Reproduce the data below word for word, keeping every line as it stands.

Items from a data source
--- start ---
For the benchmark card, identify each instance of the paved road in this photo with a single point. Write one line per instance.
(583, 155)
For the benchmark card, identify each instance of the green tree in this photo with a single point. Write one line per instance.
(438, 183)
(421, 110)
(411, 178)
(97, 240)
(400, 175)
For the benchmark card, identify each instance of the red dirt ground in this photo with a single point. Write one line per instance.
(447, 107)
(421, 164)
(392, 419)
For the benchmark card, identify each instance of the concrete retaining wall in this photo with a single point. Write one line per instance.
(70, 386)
--- end ---
▸ Final answer:
For the benchmark card, identify each instance of the paved road in this photo with a single point. Write one line per instance.
(583, 155)
For the benchmark card, identify each instance of the green tree in this photo with a single point. Write one line per instance.
(438, 183)
(421, 110)
(411, 178)
(97, 240)
(400, 175)
For the benchmark card, identify each instance of the red dirt ground in this photo with a single point. Write one line per instance.
(447, 107)
(421, 164)
(392, 419)
For the benchmark card, identify each instance of the concrete retaining wall in this photo with a single point. Write one line per instance.
(70, 386)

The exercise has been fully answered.